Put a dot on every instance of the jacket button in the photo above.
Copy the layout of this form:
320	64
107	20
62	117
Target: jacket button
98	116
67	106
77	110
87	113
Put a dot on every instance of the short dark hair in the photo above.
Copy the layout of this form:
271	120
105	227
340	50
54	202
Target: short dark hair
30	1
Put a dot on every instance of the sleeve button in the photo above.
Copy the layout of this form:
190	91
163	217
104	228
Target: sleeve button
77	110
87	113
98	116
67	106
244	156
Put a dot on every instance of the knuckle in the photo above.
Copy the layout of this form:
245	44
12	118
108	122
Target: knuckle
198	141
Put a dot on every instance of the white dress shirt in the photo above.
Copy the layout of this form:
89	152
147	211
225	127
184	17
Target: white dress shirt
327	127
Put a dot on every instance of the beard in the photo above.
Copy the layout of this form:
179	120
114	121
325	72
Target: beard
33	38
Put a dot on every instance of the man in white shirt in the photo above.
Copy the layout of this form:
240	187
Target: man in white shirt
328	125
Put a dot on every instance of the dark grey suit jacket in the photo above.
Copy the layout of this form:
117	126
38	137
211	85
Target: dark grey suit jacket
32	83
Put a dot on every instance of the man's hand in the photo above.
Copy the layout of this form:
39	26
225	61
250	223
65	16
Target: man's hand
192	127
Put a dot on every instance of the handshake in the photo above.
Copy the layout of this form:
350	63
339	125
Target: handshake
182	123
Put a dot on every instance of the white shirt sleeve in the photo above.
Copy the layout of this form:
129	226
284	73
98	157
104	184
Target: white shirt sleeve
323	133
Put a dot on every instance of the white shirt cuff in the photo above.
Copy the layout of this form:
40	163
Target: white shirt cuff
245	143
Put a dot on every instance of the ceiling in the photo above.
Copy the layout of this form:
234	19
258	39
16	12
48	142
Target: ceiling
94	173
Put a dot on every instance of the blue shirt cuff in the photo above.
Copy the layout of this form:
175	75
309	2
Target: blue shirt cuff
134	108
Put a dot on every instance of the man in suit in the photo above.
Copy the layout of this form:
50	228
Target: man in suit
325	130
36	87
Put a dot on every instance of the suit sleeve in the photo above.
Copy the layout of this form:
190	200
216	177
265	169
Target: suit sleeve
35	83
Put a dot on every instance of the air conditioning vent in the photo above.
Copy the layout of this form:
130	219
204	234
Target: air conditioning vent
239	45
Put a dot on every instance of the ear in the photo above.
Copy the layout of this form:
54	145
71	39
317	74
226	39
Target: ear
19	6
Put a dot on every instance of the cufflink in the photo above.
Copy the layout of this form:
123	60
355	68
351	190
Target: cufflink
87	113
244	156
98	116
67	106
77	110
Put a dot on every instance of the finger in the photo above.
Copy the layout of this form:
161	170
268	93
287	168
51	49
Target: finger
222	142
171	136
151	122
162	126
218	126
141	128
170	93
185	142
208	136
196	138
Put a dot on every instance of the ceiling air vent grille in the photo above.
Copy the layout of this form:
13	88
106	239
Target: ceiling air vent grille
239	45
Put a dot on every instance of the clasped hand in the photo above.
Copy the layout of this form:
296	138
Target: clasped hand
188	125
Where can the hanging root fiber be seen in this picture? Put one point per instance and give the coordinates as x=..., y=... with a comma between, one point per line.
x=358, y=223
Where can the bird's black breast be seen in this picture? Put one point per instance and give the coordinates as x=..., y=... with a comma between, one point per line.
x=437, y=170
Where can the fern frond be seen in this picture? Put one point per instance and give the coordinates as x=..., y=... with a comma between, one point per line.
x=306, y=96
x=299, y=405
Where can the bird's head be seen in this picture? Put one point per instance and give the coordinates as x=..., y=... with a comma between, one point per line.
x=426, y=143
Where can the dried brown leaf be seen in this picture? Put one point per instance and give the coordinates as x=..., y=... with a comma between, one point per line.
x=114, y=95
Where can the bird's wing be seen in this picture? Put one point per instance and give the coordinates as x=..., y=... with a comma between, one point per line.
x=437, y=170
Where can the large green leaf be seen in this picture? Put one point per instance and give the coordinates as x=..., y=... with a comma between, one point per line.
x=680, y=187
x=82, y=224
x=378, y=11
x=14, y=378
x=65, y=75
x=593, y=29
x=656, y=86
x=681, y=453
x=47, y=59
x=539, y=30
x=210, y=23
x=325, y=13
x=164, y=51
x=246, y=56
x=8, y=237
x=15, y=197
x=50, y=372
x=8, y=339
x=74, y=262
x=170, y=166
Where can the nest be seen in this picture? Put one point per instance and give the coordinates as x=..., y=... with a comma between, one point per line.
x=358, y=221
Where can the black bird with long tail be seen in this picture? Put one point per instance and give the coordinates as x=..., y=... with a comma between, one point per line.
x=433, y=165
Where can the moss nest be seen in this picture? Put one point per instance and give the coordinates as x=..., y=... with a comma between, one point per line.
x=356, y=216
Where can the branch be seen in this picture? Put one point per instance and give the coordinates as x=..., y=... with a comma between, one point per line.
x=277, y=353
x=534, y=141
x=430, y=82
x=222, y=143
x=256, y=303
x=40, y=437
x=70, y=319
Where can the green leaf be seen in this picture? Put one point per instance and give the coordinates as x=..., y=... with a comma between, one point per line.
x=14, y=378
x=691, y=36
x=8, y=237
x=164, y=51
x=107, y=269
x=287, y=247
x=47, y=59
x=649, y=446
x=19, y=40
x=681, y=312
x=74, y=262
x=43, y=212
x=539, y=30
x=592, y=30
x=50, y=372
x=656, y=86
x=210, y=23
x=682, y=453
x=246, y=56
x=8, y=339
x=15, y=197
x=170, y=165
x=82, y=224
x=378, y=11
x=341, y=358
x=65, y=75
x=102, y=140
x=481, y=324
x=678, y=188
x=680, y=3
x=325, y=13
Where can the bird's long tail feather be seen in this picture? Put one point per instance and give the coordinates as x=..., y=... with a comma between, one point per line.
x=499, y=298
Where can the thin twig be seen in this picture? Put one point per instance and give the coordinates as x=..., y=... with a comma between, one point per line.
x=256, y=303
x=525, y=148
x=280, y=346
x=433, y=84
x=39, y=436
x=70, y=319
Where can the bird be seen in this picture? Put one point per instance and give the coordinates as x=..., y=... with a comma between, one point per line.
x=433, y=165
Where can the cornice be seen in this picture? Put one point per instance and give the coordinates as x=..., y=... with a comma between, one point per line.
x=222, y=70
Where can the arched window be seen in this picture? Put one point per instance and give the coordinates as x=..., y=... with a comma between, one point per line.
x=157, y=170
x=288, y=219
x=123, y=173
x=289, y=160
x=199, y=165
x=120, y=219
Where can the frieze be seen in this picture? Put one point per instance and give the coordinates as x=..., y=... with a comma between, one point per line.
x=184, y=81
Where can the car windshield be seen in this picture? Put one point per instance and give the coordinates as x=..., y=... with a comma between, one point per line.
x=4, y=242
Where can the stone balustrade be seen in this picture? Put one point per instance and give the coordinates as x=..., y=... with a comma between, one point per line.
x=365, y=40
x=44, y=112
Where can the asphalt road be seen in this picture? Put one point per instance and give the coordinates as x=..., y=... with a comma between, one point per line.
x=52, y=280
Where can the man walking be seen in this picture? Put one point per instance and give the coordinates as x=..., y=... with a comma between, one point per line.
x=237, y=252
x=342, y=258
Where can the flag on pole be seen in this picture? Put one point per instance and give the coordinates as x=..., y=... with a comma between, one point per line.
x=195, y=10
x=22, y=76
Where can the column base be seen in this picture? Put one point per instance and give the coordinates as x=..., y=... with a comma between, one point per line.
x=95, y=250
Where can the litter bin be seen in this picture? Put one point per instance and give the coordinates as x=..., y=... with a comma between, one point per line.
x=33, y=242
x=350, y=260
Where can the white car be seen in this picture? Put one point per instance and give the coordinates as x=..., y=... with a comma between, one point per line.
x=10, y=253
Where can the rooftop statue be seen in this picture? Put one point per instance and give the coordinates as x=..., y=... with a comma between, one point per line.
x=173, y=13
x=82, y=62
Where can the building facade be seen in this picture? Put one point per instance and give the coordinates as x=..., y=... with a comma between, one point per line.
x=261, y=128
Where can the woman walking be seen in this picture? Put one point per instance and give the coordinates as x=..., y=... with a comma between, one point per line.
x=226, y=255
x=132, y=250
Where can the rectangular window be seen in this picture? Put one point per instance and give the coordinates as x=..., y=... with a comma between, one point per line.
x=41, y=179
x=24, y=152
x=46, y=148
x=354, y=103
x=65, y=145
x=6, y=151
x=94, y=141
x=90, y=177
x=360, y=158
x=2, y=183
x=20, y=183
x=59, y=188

Task to carry out: Beginning with the line holding "Put a dot on every instance of the blue" and ending with the line holding "Put a dot on every instance of the ear", write out the stretch of material above exactly; add no further lines.

Exercise solution:
Put a dot on every instance of the blue shirt cuff in the photo above.
Copy the layout of this form:
175	75
309	2
Target: blue shirt cuff
134	108
Put a dot on every instance of the man in suit in the photo above.
Copy the layout of this form:
50	228
Target: man in suit
325	130
36	87
Put a dot on every instance of the suit sleeve in the photo above.
Copy the layout of this form:
190	200
216	177
265	169
Target: suit sleeve
35	83
Put a dot on every instance of the air conditioning vent in the photo above.
Copy the layout of this form:
130	219
204	234
Target: air conditioning vent
239	45
Put a dot on every instance of the ear in the photo above.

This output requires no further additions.